_Reading passage_.
Mud Puddle Days
Creativity has early roots. As children, a mud puddle could keep us girls busy for days.
I guess we got the building notion from our parents. My dad always had a good supply of raw materials around our home: a pile of sand, lumber or pipe. My mom, too, had her makings: fabric, yarn and buttons. Whether I wanted to make a sail boat, a kite or a quilt, we had all the stuff close at hand.
No surprise, then, that my sisters and I took after our parents when we made villages along the shore of the mud puddle lake in our driveway. Mud and sand, sticks, leaves or rocks, whatever we needed was always available.
The plans were free, just pulled from a healthy imagination.
Each of us would have our own property to build on as we chose. Houses, fences, trees – complete with mud-paved roads to connect it all – were easy. We really did play for days, until the puddle dried up.
I took my blue-collar, self-reliant upbringing – the idea of working with your hands and making things – for granted until recent times. It seems I have so many friends who were raised in a different environment. Their parents hired things done. They don’t own any tools, whether it’s a hammer or a sewing machine. They wouldn’t think of making bread from scratch. And now, when faced with having to create new careers, they seem hampered to me.

_Given task a_. Convert the listing, from its start through the line containing "[158,38,173,56]", into a two-column CSV with the columns "prompt" and "answer". Give one row per request, with its text and its answer each in a single quoted field and line breaks replaced by spaces.
The essay and the listing have nothing to do with each other.

[Stored items from a collection]
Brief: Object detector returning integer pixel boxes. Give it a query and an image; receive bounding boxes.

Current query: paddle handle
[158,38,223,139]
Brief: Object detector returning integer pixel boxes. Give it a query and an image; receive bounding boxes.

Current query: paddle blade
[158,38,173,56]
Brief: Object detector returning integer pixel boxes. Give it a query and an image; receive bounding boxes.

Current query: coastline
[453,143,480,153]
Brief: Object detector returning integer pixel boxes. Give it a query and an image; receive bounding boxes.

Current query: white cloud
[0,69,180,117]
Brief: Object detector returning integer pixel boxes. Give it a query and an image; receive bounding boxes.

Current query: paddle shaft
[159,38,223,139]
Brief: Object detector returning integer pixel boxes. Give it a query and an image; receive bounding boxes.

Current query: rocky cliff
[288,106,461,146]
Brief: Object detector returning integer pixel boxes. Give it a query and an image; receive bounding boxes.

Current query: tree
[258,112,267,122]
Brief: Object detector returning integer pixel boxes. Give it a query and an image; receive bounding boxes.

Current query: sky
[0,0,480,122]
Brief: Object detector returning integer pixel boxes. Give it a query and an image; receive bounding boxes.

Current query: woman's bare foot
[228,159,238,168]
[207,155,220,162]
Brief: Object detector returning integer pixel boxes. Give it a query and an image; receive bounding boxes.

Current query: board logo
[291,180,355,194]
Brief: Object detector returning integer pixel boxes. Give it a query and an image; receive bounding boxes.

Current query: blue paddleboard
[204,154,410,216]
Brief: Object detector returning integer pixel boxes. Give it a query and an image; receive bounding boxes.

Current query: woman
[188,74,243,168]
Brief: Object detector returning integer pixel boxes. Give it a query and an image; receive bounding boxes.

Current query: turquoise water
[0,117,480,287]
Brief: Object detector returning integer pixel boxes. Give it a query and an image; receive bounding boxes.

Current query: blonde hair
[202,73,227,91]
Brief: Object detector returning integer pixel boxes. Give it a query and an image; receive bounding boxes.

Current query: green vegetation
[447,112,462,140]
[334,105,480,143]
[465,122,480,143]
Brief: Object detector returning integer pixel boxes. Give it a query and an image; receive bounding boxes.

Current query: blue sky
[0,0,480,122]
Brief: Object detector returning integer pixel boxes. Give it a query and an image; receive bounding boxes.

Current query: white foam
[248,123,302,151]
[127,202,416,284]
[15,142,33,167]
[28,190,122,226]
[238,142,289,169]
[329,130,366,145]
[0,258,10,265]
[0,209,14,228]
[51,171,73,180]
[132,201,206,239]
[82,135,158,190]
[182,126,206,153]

_Given task b_. Go on with the essay about childhood mud puddle building, picking up right after its final sentence.

_Exercise result a_.
prompt,answer
"Brief: Object detector returning integer pixel boxes. Give it a query and an image; receive bounding boxes. Current query: paddle handle","[158,38,223,139]"
"Brief: Object detector returning integer pixel boxes. Give it a query and an image; receive bounding boxes. Current query: paddle blade","[158,38,173,56]"

_Exercise result b_.
They have experience earning a paycheck, but making a living seems alien to them. They can’t imagine building a new life down in the basement.
When my dad was let go from his electrician’s job of 28 years (the company went bankrupt), he went into business for himself. My mother soon followed. Times were rough for a while. The first summer, the roof of the new addition to our too-small house – bought before the job change for the three acres and wonderfully huge cabinet shop out back – was clear plastic sheeting. Great for star gazing at night, not so good on a sunny day. My dad didn’t have time to finish that roof until winter made it vital.
My parents built a solid business, starting with the tools they already had, despite the challenges, even fears the town would die. And by the way, and that was in 1974.
Don’t think that the current tough economy is anything new, or that can’t happen again.
We entrepreneurs are using our 21st century tools – a computer, website and Internet access – to create new businesses, watered frequently with a healthy dose of imagination and belief.
These tools are cleaner – and just as much fun – as stirring up some sticky mud for a make-believe mansion by a puddle.
I’m with you on this. Dad left a pile of lumber piled so long, we kids decided we’d make a cabin. We dug a footer one day. No comment from him. We laid foundation boards the next day. No comment. Walls knee high the next and we got all excited that at last it looked like something.
He noticed. Admiration? Um…no. Turns out he had plans for that lumber. A cabin wasn’t included. When pressed for what his plans were, his mouth pinched and the lumber disappeared. He didn’t like questions. That man was a mystery–but an entrepreneur from his childhood days, and he passed it on to me.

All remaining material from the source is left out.